EXTRACTED RECORDS section start

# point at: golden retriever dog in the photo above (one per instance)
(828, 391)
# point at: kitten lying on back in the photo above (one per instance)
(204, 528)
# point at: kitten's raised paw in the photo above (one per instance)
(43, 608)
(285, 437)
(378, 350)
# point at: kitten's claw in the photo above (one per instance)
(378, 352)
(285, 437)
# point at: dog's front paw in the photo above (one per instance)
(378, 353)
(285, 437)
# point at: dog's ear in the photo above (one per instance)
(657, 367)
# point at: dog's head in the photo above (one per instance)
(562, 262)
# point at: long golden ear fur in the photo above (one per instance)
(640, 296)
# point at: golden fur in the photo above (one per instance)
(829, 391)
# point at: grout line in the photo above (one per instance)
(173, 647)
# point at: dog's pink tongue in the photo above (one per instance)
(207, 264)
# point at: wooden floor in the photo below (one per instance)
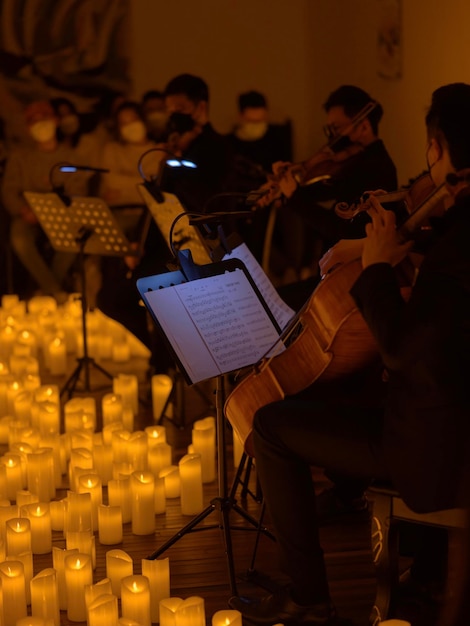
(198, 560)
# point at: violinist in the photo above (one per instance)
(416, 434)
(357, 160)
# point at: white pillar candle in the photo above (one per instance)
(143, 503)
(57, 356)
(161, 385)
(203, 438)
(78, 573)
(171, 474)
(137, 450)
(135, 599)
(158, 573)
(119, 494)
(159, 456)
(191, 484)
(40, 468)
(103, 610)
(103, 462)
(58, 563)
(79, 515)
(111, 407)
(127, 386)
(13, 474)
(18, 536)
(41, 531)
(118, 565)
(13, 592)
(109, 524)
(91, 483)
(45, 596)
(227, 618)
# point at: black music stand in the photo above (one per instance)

EXTRACTED RECORDS section end

§ **ASSIGNMENT**
A word-for-word copy of the records is needed, one that contains no pictures.

§ **SOLUTION TO THIS PROBLEM**
# point at: golden retriever dog in the photo above (one per instance)
(828, 391)
# point at: kitten lying on back in the photo above (one per instance)
(204, 528)
# point at: kitten's raised paw in the photo above (one per instance)
(43, 608)
(285, 437)
(378, 350)
# point at: kitten's claw in the photo above (one per instance)
(378, 352)
(285, 437)
# point at: dog's front paw in the photo above (one per instance)
(378, 353)
(285, 437)
# point at: dog's ear in the photo above (one per instance)
(657, 367)
# point at: dog's head in the photo above (one per instance)
(562, 262)
# point at: long golden ear fur in the photo above (one per instance)
(640, 296)
# point at: golden fur in the photo above (one per instance)
(829, 391)
# point at: grout line in the photo above (one per instance)
(173, 647)
# point at: dog's pink tongue in the photo above (one per instance)
(207, 264)
# point at: wooden floor in the photo below (one per instance)
(198, 560)
# point at: violinist in the photo above (one per instance)
(416, 434)
(357, 160)
# point at: white pillar candle in the photo above (one per instance)
(143, 503)
(57, 356)
(161, 385)
(203, 438)
(78, 573)
(171, 474)
(137, 450)
(135, 599)
(158, 573)
(119, 494)
(159, 456)
(191, 484)
(40, 468)
(103, 610)
(103, 462)
(58, 563)
(79, 515)
(111, 407)
(127, 386)
(13, 474)
(18, 536)
(41, 531)
(118, 565)
(13, 592)
(109, 524)
(91, 483)
(45, 596)
(227, 618)
# point at: black music stand in the photo above (one per instance)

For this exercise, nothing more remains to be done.